> Exercise directions: Repeat the lines of the listing below exactly, starting at the line that contains "target | white race bib" and running through the last line, both included, and only those.

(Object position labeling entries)
'''

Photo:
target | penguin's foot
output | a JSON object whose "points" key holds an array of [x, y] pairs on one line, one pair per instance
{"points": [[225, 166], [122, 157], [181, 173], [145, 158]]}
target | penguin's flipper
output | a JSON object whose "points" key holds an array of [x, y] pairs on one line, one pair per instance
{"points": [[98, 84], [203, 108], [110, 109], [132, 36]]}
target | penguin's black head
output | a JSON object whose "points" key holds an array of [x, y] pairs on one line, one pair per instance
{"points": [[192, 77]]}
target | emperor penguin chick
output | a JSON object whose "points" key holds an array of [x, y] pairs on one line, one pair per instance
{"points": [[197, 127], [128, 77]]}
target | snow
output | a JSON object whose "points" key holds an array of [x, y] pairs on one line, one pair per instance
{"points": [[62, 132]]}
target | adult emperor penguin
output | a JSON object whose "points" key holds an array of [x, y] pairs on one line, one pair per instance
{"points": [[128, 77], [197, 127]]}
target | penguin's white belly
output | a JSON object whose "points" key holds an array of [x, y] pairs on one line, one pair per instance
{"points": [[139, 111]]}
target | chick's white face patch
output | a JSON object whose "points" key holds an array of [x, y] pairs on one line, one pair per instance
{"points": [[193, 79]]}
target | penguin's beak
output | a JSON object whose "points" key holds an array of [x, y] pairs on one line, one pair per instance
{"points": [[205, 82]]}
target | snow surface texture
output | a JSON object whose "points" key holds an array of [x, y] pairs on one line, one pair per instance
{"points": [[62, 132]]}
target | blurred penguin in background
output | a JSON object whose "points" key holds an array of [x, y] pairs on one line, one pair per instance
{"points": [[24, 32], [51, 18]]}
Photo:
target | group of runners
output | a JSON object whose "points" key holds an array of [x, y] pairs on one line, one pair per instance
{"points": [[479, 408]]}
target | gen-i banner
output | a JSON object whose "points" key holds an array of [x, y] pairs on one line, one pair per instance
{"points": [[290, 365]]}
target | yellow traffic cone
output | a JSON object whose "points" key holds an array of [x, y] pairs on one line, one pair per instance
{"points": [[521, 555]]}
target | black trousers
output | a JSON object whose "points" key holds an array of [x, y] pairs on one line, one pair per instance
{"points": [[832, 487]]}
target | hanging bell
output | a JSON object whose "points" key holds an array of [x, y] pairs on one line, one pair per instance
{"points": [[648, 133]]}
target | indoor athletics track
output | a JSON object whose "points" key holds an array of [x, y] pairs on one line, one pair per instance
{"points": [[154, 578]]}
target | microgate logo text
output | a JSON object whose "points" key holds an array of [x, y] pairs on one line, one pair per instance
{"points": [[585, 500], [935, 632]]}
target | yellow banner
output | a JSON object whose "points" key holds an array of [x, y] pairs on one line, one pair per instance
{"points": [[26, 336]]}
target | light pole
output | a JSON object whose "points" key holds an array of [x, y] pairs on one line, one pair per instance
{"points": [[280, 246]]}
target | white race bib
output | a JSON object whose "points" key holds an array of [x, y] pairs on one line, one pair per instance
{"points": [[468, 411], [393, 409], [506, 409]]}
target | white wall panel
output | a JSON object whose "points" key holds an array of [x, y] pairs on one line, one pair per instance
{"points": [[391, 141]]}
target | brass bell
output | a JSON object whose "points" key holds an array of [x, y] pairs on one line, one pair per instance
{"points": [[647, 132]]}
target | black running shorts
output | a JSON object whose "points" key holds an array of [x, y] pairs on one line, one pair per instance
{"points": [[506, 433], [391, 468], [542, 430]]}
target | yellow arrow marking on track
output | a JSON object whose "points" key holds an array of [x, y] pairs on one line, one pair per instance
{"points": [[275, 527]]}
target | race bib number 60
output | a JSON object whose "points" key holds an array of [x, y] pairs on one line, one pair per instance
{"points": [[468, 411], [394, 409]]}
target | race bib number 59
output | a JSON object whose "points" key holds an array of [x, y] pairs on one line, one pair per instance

'''

> Result:
target | white race bib
output | a JSON object whose "points" key holds an array of [x, y] pairs on one line, one pair per instance
{"points": [[468, 411], [393, 409], [506, 409]]}
target | white wall panel
output | a JSON object whose "points" key holds an array of [x, y] pairs on one line, one pair per instance
{"points": [[391, 141]]}
target | brass bell
output | a JSON object whose "points" key holds an array of [x, y] pairs on one line, one pair per instance
{"points": [[647, 132]]}
target | black running shorts
output | a JSON object whose "points" key holds an array of [x, y] pairs on one line, one pair per instance
{"points": [[506, 433], [391, 468], [542, 430]]}
target | yellow arrow marking on track
output | a JSON object whose "points" key holds an array of [x, y] pairs on one line, one pair per instance
{"points": [[275, 527]]}
target | race bib number 60
output | a JSON object whose "points" key holds an array of [x, y] pairs on one line, one pair per instance
{"points": [[468, 411], [394, 409]]}
target | race bib number 59
output | a JSON object whose "points" key holds an array of [x, y] pairs on one line, one pair per instance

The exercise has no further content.